Copy all of the material below word for word, leaving out the pictures.

(Dataset records)
--- START ---
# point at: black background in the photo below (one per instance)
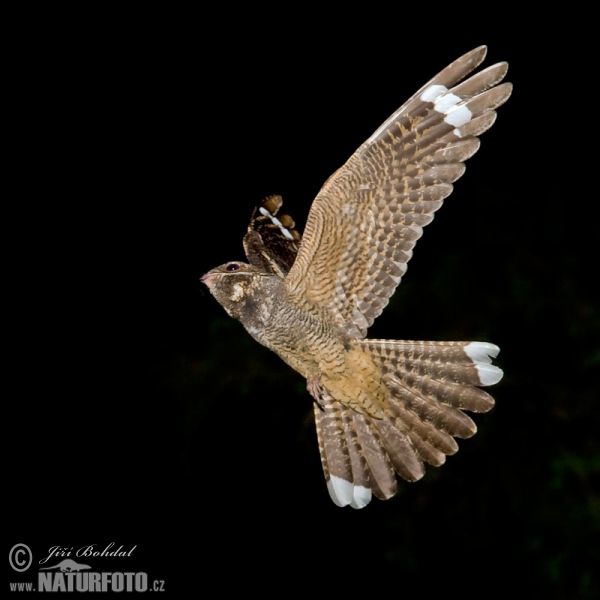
(139, 413)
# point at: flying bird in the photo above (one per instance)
(382, 407)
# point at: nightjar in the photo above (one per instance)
(382, 407)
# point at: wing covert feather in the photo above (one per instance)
(366, 219)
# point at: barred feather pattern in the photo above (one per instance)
(429, 385)
(383, 408)
(367, 218)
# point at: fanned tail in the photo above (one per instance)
(429, 385)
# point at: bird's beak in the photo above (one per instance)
(207, 278)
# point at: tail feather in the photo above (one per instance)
(428, 386)
(416, 394)
(380, 470)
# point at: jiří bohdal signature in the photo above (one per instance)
(91, 550)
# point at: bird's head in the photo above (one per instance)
(236, 285)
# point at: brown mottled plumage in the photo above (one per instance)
(382, 407)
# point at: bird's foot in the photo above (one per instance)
(315, 389)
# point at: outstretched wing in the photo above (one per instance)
(271, 242)
(366, 219)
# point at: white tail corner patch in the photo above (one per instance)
(481, 353)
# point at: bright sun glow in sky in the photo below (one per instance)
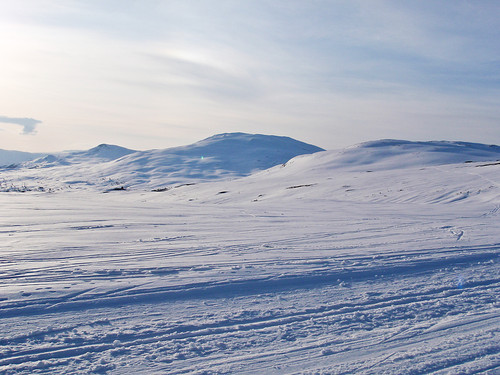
(154, 74)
--- END ---
__Solution for this problem__:
# point at: black background in the photo below (one per instance)
(139, 413)
# point at: flying bird in the photo above (one per instance)
(382, 407)
# point at: nightjar in the photo above (one per instance)
(382, 407)
# point at: wing covert feather in the photo above (one per instance)
(366, 219)
# point at: barred feather pattern in the photo above (one per instance)
(429, 385)
(383, 408)
(367, 218)
# point at: fanned tail in the photo above (one per instance)
(429, 385)
# point at: bird's beak in the photo above (one per instance)
(207, 278)
# point at: tail feather in the photo above (one per instance)
(428, 386)
(416, 394)
(380, 470)
# point at: jiří bohdal signature in the photo above (one per instance)
(91, 550)
# point at: bird's head in the photo above (one per instance)
(236, 285)
# point at: brown mottled plumage in the photo above (one per instance)
(382, 407)
# point at: bird's foot in the photo above (one per instance)
(315, 389)
# point at: outstretched wing in the photo above (one per instance)
(271, 242)
(366, 219)
# point at: white tail corner patch in the photo above (one per instance)
(481, 353)
# point at: bright sun glow in sky in the photo below (one per instance)
(154, 74)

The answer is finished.